== Task objective ==
Write out all of the entries exactly, please.

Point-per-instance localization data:
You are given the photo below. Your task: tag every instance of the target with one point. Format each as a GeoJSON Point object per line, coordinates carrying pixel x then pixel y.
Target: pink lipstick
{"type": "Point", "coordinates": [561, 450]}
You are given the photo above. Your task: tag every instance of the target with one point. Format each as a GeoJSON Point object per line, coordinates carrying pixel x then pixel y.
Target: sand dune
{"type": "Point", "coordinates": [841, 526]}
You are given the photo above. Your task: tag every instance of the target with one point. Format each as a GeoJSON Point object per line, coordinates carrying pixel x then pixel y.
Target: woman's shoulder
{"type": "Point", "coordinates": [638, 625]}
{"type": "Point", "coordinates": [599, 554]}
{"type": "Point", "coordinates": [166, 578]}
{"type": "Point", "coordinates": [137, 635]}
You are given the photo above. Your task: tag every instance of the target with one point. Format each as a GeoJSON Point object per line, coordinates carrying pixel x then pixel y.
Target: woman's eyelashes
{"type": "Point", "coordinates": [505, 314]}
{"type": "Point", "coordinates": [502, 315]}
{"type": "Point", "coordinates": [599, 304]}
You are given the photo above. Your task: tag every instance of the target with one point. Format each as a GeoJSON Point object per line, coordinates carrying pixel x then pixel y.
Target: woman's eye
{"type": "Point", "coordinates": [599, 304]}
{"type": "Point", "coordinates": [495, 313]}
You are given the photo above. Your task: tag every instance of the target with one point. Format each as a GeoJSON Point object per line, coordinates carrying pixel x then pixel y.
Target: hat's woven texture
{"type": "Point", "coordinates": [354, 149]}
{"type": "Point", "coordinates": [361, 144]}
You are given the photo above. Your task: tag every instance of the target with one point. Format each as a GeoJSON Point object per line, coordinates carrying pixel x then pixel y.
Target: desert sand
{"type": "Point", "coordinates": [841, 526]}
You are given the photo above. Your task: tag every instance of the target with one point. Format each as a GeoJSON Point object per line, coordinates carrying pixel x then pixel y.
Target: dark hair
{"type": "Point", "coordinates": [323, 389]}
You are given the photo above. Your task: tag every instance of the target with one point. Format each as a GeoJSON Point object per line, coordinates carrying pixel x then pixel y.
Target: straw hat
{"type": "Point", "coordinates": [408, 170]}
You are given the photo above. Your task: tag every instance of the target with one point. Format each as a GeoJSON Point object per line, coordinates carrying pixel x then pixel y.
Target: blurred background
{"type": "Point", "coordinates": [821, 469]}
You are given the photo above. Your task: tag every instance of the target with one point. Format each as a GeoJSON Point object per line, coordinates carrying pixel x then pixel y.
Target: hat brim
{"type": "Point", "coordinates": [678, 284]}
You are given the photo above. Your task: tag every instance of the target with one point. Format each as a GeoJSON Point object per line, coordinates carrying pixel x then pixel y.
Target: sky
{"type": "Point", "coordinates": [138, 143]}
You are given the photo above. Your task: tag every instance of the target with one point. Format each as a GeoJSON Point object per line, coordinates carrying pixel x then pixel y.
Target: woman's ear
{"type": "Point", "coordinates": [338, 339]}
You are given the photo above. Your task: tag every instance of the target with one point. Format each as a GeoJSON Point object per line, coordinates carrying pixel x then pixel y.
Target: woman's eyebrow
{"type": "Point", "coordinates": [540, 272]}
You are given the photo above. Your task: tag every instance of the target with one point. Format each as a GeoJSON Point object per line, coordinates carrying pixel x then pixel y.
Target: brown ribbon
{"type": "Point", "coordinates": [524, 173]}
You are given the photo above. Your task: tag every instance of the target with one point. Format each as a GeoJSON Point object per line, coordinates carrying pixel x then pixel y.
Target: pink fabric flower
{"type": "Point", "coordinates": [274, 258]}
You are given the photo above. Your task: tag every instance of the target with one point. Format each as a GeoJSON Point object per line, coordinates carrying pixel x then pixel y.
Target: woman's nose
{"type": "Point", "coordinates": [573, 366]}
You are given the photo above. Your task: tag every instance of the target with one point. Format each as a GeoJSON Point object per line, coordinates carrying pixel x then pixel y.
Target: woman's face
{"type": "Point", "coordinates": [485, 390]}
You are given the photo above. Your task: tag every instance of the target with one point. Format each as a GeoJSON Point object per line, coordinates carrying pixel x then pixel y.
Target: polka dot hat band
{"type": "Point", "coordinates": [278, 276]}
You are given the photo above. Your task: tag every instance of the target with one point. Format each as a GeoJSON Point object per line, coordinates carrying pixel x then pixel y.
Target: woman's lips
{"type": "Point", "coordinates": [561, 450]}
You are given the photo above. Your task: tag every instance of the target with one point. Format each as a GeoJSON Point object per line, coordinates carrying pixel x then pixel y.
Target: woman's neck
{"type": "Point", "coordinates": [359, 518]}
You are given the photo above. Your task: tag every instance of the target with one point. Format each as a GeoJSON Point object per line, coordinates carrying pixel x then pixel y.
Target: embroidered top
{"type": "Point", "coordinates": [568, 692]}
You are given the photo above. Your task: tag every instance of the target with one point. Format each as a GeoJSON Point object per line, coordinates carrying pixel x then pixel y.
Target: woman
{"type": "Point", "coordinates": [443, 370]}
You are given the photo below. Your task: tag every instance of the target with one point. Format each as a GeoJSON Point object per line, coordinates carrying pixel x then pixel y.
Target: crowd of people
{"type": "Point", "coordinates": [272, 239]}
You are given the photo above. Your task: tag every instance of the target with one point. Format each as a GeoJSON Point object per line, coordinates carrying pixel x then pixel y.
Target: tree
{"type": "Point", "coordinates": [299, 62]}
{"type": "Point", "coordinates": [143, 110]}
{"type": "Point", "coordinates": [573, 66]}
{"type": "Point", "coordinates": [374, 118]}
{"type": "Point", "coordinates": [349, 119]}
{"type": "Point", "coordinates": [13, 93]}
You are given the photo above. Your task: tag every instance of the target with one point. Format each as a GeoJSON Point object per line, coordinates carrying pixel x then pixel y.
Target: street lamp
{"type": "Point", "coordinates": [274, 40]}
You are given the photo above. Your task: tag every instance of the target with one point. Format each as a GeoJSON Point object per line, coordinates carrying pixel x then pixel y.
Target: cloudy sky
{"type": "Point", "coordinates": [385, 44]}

== Answer section ==
You are given the photo below. Your task: tag every instance of the target with one point. Format each as a GeoJSON Point object per line, coordinates carrying pixel x then pixel y.
Target: pink lipstick
{"type": "Point", "coordinates": [561, 450]}
You are given the photo above. Your task: tag every instance of the target with one point. Format each as a GeoJSON Point object per line, coordinates carrying pixel x then pixel y.
Target: sand dune
{"type": "Point", "coordinates": [841, 526]}
You are given the photo above. Your task: tag every instance of the target with one point. Format each as a GeoJSON Point object per line, coordinates carrying pixel x then pixel y.
Target: woman's shoulder
{"type": "Point", "coordinates": [638, 625]}
{"type": "Point", "coordinates": [599, 554]}
{"type": "Point", "coordinates": [166, 578]}
{"type": "Point", "coordinates": [137, 635]}
You are given the photo above. Your task: tag every instance of the target with one point. Format each as a GeoJSON Point object per line, coordinates carrying pixel x then pixel y.
Target: woman's eyelashes
{"type": "Point", "coordinates": [505, 314]}
{"type": "Point", "coordinates": [502, 315]}
{"type": "Point", "coordinates": [599, 304]}
You are given the photo above. Your task: tag every instance of the target with one point. Format each as a GeoJSON Point object per line, coordinates carrying pixel x then pixel y.
Target: woman's eye
{"type": "Point", "coordinates": [599, 304]}
{"type": "Point", "coordinates": [495, 313]}
You are given the photo above. Your task: tag every instance of the target with one point. Format each as a GeoJSON Point object per line, coordinates carrying pixel x then pixel y.
Target: hat's woven texture
{"type": "Point", "coordinates": [354, 149]}
{"type": "Point", "coordinates": [361, 144]}
You are given the photo above. Your task: tag every instance of the target with one point. Format each as a GeoJSON Point object per line, coordinates carrying pixel x then pixel y.
Target: desert sand
{"type": "Point", "coordinates": [841, 526]}
You are given the photo above. Your task: tag every instance of the target with one point. Format each as a GeoJSON Point object per line, coordinates carrying pixel x then pixel y.
Target: dark hair
{"type": "Point", "coordinates": [323, 389]}
You are given the photo above. Your task: tag every instance of the target with one point. Format each as a GeoJSON Point object per line, coordinates carrying pixel x then pixel y.
Target: straw hat
{"type": "Point", "coordinates": [408, 170]}
You are given the photo above. Your task: tag every instance of the target with one point. Format each as a GeoJSON Point object per line, coordinates carrying pixel x then pixel y.
Target: blurred background
{"type": "Point", "coordinates": [821, 469]}
You are given the photo above. Your task: tag every instance of the target with one point. Format each as a GeoJSON Point object per line, coordinates carrying pixel x then pixel y.
Target: hat brim
{"type": "Point", "coordinates": [678, 284]}
You are given the photo above. Your task: tag every instance of the target with one point. Format each as a GeoJSON Point object per line, coordinates carrying pixel x then pixel y.
Target: sky
{"type": "Point", "coordinates": [138, 143]}
You are given the photo above. Your task: tag every instance of the target with one point. Format each as a GeoJSON Point object per line, coordinates carrying pixel x then pixel y.
Target: woman's ear
{"type": "Point", "coordinates": [338, 339]}
You are given the photo above. Your task: tag every instance of the target with one point. Format each as a GeoJSON Point object per line, coordinates carrying pixel x then pixel y.
Target: woman's eyebrow
{"type": "Point", "coordinates": [540, 272]}
You are given the photo above. Your task: tag every instance of the target with one point. Format each as a GeoJSON Point object per line, coordinates carrying pixel x then pixel y.
Target: brown ribbon
{"type": "Point", "coordinates": [524, 173]}
You are given the photo above. Your task: tag every instance of the target with one point. Format each as a GeoJSON Point object per line, coordinates carrying pixel x then pixel y.
Target: pink fabric flower
{"type": "Point", "coordinates": [274, 258]}
You are given the photo above. Your task: tag every instance of the target with one point. Format each as a GeoJSON Point object per line, coordinates carrying pixel x then pixel y.
Target: woman's nose
{"type": "Point", "coordinates": [573, 366]}
You are given the photo above. Your task: tag every instance of the target with one point. Format each as a GeoJSON Point object per line, coordinates carrying pixel x then pixel y.
Target: woman's face
{"type": "Point", "coordinates": [485, 390]}
You are given the photo above. Your task: tag every instance of the target with one point. Format each as a GeoJSON Point object per line, coordinates carrying pixel x then pixel y.
Target: polka dot hat band
{"type": "Point", "coordinates": [278, 276]}
You are given the photo above. Your task: tag every instance of the target with one point. Format each as a GeoJSON Point object per line, coordinates carrying pixel x then pixel y.
Target: woman's lips
{"type": "Point", "coordinates": [561, 450]}
You are given the photo above. Your task: tag every instance of the target with one point. Format each as a GeoJSON Point object per line, coordinates carrying pixel x then pixel y.
Target: woman's neck
{"type": "Point", "coordinates": [359, 518]}
You are given the photo above. Your task: tag every instance of the target with one point. Format each as a GeoJSON Point object per line, coordinates carrying pixel x then pixel y.
Target: embroidered top
{"type": "Point", "coordinates": [568, 692]}
You are given the photo above. Your task: tag every instance of the target with one point. Format each as a GeoJSON Point object per line, coordinates carrying pixel x then pixel y.
Target: woman
{"type": "Point", "coordinates": [443, 370]}
You are given the photo below. Your task: tag every instance of the target with one point. Format each as a GeoJSON Point object per line, coordinates carrying pixel x then pixel y.
Target: crowd of people
{"type": "Point", "coordinates": [272, 239]}
You are given the photo above. Your task: tag every instance of the target with one point. Format each as a GeoJSON Point object per line, coordinates carrying pixel x then pixel y.
Target: tree
{"type": "Point", "coordinates": [299, 62]}
{"type": "Point", "coordinates": [143, 110]}
{"type": "Point", "coordinates": [573, 66]}
{"type": "Point", "coordinates": [374, 118]}
{"type": "Point", "coordinates": [349, 119]}
{"type": "Point", "coordinates": [13, 93]}
You are given the photo above. Your task: tag every instance of the target with one point. Format each as a GeoJSON Point object per line, coordinates carrying pixel x then pixel y.
Target: street lamp
{"type": "Point", "coordinates": [274, 40]}
You are given the photo above. Your task: tag every instance of the target with one point. Format each as a GeoJSON Point object per line, coordinates carrying pixel x then pixel y.
Target: cloudy sky
{"type": "Point", "coordinates": [385, 44]}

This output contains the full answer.